───── Records to use
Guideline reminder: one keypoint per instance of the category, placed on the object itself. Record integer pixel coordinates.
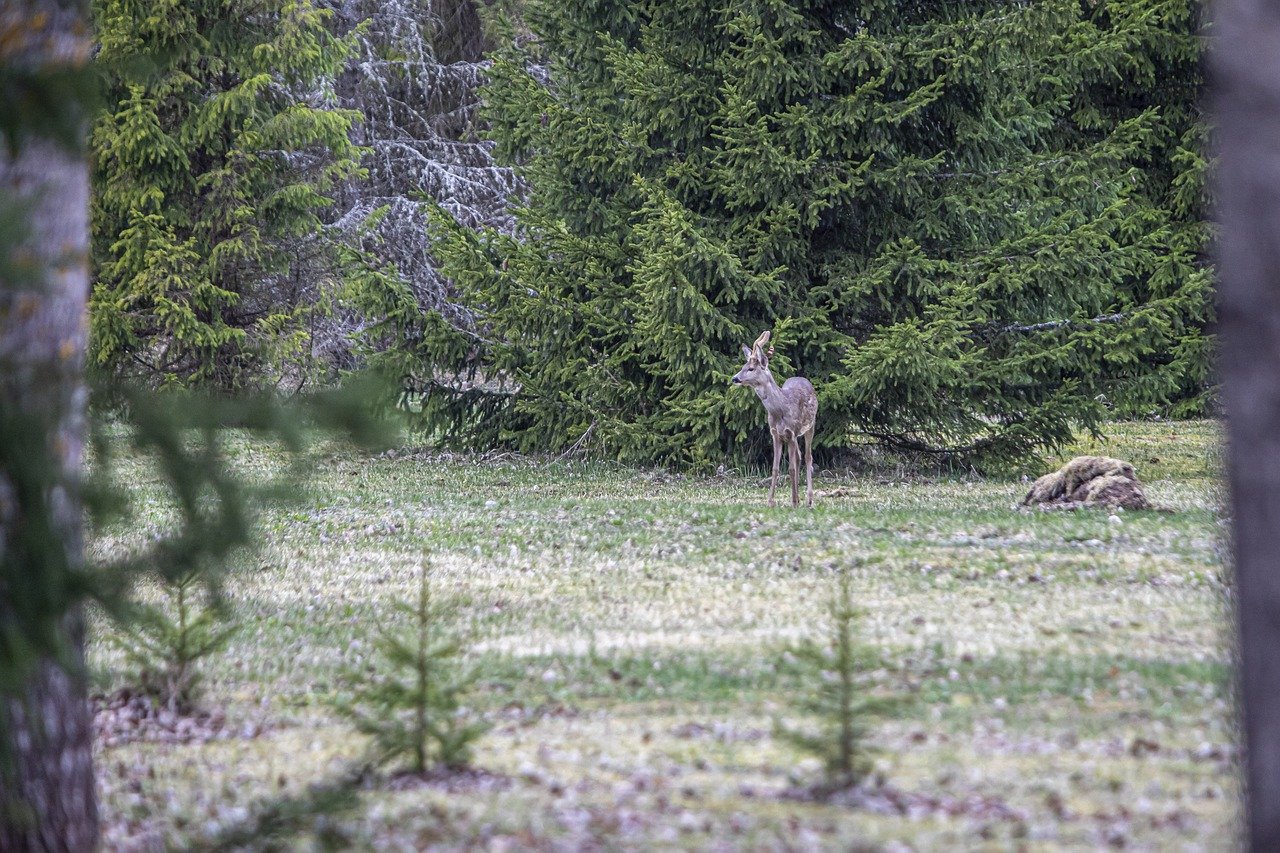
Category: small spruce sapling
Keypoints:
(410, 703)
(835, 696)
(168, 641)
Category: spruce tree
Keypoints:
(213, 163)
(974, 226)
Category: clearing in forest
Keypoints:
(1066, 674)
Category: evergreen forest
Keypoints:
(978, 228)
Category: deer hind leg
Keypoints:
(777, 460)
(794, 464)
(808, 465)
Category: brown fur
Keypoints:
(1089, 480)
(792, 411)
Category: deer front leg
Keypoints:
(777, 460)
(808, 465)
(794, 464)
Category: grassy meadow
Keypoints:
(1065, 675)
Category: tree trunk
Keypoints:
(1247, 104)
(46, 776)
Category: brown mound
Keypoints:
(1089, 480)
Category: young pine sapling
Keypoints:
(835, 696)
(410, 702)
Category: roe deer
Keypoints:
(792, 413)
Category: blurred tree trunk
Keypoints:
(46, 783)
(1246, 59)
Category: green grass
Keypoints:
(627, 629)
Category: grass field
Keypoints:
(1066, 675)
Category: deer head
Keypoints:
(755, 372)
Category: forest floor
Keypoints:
──────────
───── Records to use
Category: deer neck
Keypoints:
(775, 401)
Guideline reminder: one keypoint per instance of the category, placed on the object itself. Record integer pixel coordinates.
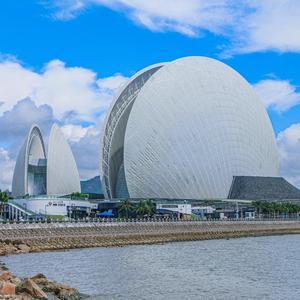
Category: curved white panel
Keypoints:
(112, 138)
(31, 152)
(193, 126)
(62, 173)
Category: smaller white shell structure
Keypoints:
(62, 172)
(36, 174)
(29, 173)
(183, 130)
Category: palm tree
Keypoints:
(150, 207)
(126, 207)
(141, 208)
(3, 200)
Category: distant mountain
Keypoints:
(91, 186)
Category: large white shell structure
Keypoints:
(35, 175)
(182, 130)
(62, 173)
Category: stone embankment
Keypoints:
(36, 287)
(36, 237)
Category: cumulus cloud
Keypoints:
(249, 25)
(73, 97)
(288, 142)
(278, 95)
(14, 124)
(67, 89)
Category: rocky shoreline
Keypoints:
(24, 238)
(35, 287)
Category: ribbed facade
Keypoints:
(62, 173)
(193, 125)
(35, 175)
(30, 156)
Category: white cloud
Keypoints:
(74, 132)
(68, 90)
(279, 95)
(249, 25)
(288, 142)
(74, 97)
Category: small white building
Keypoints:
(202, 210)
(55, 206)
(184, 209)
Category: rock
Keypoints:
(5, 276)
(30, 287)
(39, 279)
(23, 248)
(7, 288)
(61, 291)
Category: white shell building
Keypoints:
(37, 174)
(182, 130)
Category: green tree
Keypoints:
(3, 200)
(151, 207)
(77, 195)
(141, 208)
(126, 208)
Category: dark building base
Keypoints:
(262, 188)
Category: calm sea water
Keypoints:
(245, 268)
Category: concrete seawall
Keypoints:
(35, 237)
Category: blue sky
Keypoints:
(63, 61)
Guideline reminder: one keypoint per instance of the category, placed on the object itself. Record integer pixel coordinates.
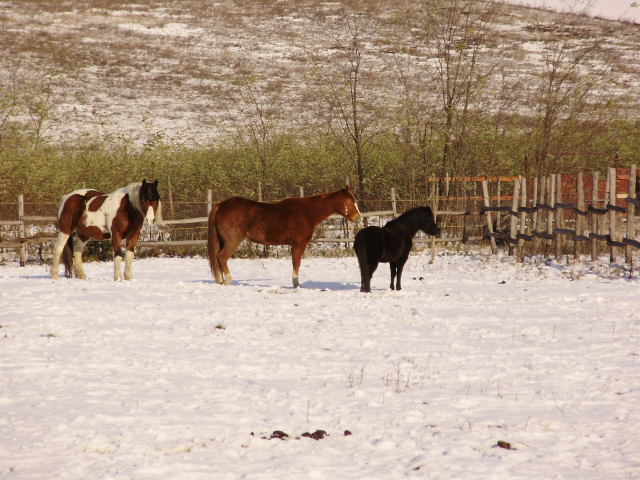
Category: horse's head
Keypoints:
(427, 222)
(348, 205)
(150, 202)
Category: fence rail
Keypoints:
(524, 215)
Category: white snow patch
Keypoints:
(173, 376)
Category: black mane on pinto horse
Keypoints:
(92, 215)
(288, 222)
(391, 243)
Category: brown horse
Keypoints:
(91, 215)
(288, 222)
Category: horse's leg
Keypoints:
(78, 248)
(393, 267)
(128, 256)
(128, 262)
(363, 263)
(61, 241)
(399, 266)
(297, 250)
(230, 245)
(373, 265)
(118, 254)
──────────
**What is expected:** Tally the lines in the entries above that hold the word "spruce". Reply with nothing but that count.

**Exercise solution:** 2